=== Problem ===
Please output the section of the listing below that opens with the line containing "For the benchmark run, tag each instance of the plain" and closes with the line containing "For the benchmark run, tag each instance of the blurred leftmost", exactly and with nothing else.

=== Input data ===
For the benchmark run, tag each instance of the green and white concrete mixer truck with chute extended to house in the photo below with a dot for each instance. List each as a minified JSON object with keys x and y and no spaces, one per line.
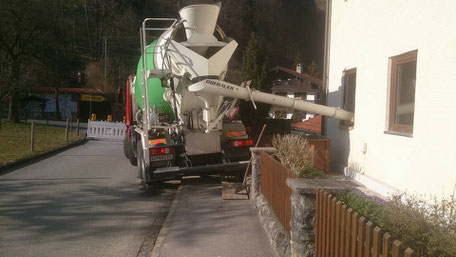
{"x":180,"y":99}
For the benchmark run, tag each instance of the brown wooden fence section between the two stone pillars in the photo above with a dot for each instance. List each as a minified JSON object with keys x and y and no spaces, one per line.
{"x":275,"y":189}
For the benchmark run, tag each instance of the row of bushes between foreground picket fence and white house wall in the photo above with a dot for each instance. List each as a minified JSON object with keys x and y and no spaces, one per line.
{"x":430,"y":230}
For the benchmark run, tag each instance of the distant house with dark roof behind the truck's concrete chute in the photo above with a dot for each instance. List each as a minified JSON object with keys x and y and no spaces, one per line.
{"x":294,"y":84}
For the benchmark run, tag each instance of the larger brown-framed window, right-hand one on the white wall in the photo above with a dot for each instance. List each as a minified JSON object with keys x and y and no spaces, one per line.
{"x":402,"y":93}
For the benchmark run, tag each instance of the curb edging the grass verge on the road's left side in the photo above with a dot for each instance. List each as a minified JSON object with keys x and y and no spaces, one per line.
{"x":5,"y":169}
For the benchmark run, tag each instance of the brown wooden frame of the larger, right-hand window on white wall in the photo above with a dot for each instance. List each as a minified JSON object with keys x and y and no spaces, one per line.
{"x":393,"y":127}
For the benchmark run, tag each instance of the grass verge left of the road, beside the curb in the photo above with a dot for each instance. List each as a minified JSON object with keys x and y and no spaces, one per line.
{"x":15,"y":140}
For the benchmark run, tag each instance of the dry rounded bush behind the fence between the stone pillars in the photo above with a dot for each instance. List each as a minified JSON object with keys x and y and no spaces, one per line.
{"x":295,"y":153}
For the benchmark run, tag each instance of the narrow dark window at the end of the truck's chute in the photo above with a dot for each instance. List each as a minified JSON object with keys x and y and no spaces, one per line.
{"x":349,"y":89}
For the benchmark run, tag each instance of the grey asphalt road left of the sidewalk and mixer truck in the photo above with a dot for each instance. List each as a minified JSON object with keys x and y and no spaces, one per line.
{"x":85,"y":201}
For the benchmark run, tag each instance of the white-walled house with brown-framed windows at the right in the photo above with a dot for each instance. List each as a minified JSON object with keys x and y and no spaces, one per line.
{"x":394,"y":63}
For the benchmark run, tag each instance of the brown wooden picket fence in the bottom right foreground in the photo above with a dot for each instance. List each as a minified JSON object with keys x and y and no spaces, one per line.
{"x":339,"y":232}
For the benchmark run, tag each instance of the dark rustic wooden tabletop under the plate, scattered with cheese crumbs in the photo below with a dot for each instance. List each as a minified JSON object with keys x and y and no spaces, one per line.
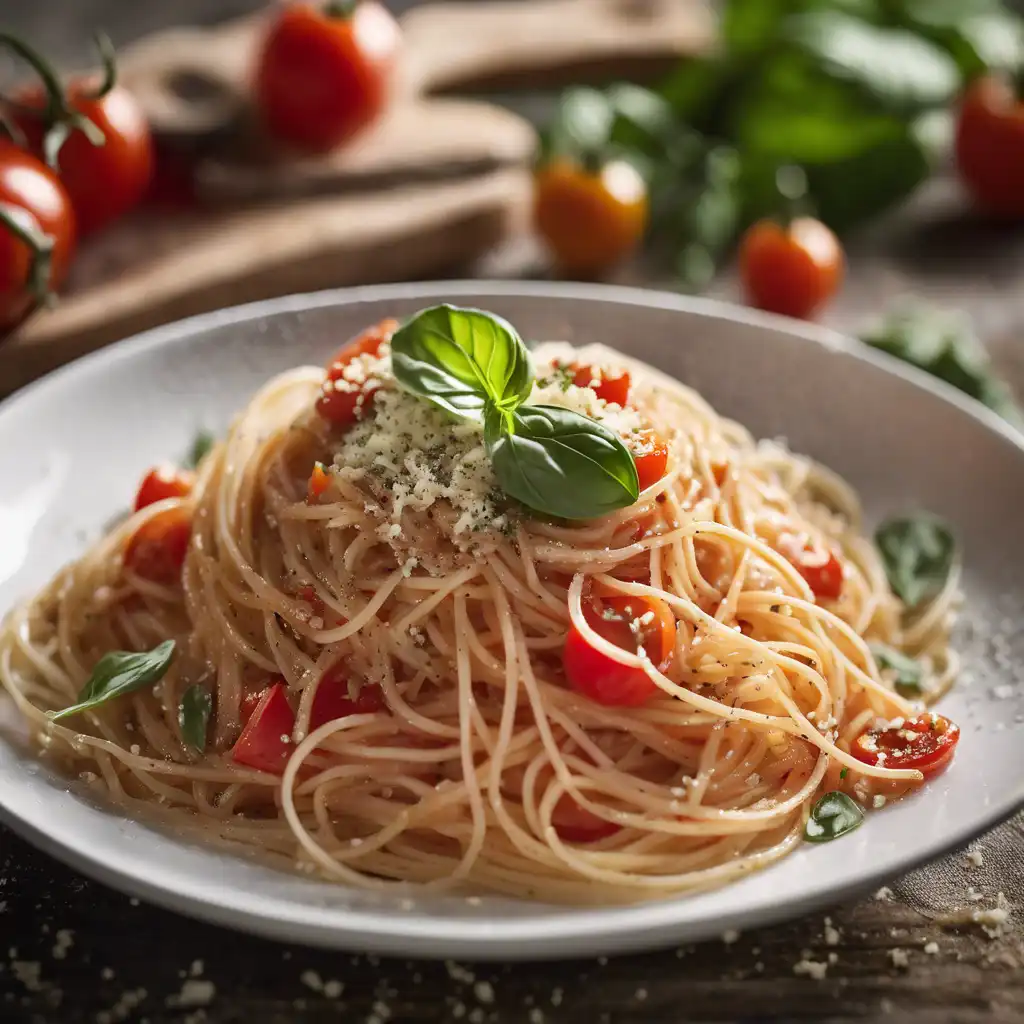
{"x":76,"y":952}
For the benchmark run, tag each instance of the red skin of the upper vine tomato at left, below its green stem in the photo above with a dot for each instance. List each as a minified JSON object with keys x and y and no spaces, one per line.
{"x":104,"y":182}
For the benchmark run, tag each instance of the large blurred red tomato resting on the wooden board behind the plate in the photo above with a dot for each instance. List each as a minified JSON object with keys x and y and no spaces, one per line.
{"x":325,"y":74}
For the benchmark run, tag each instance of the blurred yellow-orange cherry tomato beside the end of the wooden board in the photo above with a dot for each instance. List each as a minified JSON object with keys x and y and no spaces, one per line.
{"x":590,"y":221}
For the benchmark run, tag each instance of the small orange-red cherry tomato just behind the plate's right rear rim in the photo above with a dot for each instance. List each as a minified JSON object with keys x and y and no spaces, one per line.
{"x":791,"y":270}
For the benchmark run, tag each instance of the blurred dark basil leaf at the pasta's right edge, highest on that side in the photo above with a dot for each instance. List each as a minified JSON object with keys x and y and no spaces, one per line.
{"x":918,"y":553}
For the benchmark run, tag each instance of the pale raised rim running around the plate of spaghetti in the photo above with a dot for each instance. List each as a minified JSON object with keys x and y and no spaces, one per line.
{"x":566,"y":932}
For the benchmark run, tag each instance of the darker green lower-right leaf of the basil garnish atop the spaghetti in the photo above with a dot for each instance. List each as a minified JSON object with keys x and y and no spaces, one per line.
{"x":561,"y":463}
* * *
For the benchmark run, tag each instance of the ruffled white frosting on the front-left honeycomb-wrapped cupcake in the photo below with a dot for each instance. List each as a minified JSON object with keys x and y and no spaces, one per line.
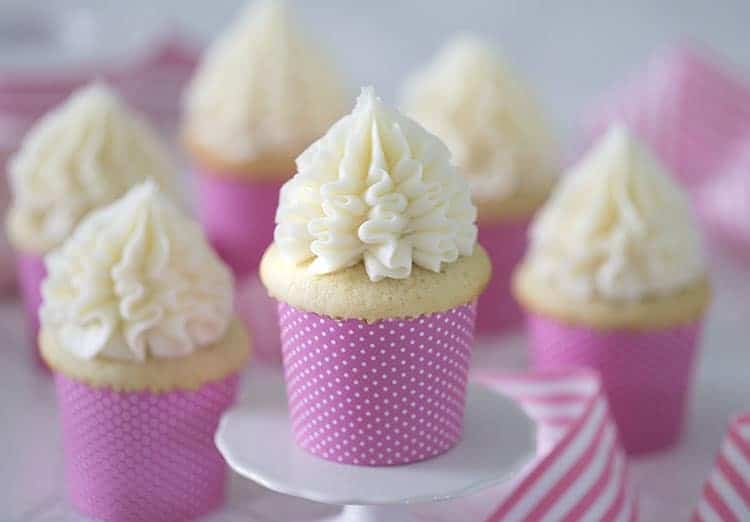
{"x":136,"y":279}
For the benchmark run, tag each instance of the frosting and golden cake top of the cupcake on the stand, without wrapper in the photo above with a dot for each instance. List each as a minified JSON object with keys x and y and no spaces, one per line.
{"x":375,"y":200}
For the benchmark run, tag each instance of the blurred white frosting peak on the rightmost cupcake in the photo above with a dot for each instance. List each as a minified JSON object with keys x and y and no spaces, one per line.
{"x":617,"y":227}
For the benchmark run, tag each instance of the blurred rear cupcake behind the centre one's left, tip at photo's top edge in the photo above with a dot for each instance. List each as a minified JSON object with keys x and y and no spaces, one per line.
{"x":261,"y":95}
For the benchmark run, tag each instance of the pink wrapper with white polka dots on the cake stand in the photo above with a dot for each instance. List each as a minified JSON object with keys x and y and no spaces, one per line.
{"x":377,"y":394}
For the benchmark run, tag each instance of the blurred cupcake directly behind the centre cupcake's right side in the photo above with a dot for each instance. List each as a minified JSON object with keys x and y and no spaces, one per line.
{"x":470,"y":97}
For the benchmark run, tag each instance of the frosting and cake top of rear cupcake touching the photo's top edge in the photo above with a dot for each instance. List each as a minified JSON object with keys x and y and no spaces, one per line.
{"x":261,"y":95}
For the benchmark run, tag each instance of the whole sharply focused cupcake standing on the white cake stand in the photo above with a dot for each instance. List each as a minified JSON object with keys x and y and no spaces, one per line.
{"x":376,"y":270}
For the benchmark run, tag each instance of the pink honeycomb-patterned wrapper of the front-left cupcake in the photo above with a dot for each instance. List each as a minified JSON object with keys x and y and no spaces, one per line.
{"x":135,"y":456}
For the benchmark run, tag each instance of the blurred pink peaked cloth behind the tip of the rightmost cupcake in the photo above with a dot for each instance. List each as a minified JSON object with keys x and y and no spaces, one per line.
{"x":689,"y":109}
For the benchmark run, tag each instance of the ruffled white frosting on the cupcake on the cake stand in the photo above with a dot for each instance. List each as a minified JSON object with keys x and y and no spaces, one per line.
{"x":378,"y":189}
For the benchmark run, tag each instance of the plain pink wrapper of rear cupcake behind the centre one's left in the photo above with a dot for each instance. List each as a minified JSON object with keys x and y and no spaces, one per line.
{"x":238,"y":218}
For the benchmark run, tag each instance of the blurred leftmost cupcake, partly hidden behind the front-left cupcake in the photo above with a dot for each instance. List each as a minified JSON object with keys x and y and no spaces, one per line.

=== Reply ===
For the benchmark run, tag each instance of the plain pink wrapper of rear cupcake behind the centre one's left in the photo above with a dot for each instance. List each as a minified JSON object with keys x and y and no spaces, one per line.
{"x":238,"y":218}
For the benchmark run, tag each instance of the blurred leftmost cupcake, partly hidden behind the front-left cupcake in the photo above with a dot for each instance. List each as a minified JSON object with keys x and y and no spaces, one per line.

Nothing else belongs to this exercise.